**STATED PROBLEM**
Write out the data below word for word, leaving out the pictures.

------------------------------------------------------------------------

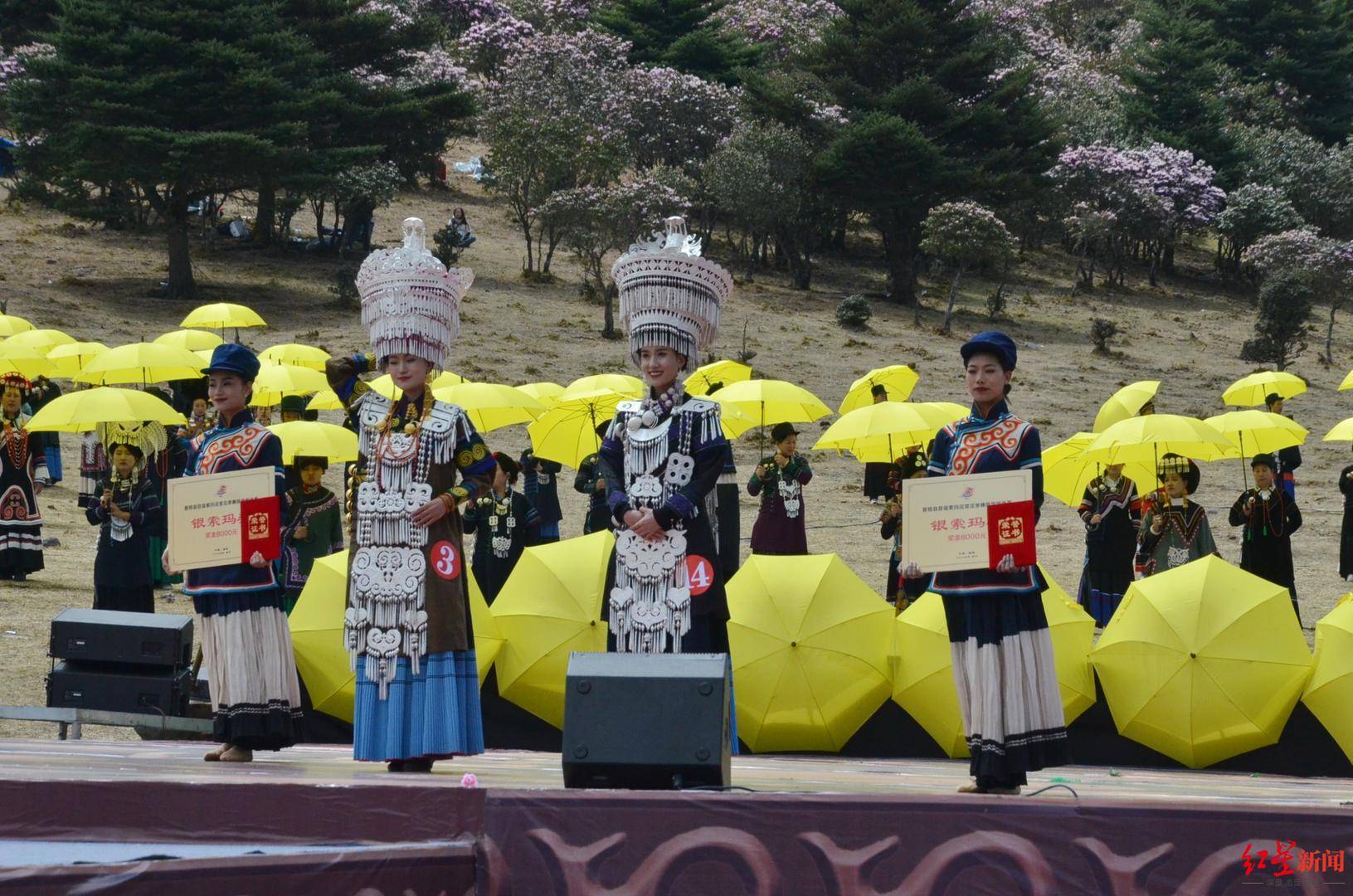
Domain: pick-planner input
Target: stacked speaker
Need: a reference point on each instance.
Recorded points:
(120, 662)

------------------------------------------------------------------------

**SOLVED PROBLEM**
Domain: pick-planner input
Target: stacked speaker
Need: a reference point on each instance.
Recorded points:
(120, 662)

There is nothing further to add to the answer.